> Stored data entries
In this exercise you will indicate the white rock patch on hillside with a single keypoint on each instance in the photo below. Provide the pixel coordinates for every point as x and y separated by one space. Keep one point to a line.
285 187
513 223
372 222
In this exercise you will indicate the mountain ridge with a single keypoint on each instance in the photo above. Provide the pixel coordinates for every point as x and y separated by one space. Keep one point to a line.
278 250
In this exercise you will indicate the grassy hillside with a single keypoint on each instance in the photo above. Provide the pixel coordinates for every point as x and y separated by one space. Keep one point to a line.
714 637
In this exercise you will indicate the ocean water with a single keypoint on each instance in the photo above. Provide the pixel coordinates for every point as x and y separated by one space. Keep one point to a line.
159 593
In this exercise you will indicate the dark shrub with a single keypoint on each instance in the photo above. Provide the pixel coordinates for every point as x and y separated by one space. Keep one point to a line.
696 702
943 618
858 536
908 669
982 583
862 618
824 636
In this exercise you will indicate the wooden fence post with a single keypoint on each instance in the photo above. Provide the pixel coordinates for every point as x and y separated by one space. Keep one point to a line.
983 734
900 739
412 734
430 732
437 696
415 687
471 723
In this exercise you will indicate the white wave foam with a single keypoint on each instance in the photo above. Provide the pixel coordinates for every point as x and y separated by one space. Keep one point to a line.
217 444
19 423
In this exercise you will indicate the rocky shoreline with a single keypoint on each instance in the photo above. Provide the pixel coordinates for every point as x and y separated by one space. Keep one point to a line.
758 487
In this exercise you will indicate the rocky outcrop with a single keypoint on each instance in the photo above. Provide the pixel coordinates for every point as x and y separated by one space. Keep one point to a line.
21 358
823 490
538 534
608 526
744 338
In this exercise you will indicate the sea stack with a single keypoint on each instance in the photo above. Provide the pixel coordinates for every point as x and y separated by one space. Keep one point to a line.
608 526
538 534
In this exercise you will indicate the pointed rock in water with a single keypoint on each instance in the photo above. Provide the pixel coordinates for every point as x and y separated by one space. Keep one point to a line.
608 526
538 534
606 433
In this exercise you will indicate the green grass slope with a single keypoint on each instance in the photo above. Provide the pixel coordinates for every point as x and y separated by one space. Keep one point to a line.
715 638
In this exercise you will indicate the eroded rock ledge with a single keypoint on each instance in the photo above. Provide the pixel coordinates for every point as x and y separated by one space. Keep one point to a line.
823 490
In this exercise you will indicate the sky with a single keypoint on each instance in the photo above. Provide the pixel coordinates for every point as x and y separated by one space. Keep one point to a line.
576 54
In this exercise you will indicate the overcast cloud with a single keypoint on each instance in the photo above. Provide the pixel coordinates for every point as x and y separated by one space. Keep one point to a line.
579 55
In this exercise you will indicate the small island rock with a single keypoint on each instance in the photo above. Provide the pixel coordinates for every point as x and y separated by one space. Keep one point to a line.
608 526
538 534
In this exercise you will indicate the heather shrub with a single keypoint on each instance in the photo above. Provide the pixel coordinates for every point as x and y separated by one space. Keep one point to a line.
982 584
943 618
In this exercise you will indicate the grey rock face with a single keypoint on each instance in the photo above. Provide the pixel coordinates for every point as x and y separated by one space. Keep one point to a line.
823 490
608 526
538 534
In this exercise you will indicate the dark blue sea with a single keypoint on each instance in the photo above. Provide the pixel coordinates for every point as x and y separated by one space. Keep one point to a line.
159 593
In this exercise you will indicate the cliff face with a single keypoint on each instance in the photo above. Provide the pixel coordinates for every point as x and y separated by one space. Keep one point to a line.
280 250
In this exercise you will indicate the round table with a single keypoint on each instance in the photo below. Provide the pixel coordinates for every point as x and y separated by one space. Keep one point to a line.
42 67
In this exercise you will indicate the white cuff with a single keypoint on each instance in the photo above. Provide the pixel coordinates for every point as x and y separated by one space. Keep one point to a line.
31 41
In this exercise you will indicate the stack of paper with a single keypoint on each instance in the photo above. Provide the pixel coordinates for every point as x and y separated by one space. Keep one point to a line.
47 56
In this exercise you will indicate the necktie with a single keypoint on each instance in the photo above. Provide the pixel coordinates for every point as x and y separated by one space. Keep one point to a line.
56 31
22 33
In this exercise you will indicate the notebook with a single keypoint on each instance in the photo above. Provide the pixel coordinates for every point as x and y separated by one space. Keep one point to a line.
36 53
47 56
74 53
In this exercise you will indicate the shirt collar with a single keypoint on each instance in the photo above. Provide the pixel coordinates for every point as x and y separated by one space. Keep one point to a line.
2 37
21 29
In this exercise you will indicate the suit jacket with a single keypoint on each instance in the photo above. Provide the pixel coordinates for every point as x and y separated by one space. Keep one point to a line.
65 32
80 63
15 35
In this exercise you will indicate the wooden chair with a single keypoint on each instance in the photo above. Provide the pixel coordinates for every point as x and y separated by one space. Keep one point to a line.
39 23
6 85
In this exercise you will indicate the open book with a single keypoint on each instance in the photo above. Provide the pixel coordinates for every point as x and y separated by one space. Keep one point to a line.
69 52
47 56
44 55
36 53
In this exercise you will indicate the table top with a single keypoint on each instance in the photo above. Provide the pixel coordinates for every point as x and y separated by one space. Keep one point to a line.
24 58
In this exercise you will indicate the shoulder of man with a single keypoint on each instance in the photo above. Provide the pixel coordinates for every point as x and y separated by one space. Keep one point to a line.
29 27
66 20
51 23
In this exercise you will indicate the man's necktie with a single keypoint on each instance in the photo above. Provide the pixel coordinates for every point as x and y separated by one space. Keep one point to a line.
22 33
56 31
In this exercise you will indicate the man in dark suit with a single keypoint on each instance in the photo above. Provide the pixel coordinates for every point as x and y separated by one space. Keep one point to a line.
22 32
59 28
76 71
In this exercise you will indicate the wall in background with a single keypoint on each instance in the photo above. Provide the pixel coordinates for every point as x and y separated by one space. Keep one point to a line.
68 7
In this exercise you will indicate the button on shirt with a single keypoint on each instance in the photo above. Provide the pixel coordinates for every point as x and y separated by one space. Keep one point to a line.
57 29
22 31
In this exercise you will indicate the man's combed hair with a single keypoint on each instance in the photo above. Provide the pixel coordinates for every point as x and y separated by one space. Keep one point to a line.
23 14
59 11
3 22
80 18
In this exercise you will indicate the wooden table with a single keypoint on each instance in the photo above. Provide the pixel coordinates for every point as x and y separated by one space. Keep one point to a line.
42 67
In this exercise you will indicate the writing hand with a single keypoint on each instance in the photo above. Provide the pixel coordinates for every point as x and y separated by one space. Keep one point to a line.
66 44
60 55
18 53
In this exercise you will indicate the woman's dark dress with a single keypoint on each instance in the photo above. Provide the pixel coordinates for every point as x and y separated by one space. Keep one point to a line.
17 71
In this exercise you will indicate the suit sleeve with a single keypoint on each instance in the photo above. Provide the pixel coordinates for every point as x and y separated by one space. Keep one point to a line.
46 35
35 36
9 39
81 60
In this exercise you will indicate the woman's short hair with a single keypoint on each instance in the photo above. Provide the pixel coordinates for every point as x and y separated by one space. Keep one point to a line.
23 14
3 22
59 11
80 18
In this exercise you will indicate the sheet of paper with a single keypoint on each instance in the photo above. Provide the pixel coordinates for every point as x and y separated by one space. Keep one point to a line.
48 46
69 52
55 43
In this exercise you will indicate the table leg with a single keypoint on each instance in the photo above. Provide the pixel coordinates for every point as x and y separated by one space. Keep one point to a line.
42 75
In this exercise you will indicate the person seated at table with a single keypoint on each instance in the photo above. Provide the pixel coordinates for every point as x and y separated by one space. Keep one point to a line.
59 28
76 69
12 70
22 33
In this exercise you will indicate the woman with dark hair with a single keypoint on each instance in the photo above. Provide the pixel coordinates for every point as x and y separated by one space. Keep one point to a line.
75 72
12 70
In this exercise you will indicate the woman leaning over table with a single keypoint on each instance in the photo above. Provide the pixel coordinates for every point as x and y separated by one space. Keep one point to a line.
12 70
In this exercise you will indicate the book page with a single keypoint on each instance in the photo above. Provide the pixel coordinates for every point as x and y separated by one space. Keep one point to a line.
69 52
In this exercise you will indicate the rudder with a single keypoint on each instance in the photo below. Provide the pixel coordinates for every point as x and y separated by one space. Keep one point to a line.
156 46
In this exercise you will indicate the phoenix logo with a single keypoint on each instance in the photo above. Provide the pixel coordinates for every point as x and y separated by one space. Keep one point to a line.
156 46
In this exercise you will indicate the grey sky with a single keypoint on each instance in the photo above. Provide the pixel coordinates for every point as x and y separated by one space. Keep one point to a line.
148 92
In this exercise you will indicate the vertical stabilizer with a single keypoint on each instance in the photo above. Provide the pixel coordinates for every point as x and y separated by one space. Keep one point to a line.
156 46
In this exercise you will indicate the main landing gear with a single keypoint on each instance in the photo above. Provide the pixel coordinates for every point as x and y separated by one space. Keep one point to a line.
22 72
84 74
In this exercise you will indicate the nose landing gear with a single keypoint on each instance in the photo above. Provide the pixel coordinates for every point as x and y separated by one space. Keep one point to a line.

> Exercise description
Restate word for word the lines running from the line that holds "In this exercise you will indicate the main" to the final line of the entries.

> Response to this exercise
In this exercise you will indicate the main landing gear with a single keypoint on each instance in the photo above. Provide the pixel coordinates for every point as x and y separated by one space. Keep one point to a line.
22 72
84 74
In this exercise you will indicate the nose landing gear with a single keypoint on each instance in the photo above. Provide the pixel coordinates for every point as x and y separated by one space. Keep one point to a line.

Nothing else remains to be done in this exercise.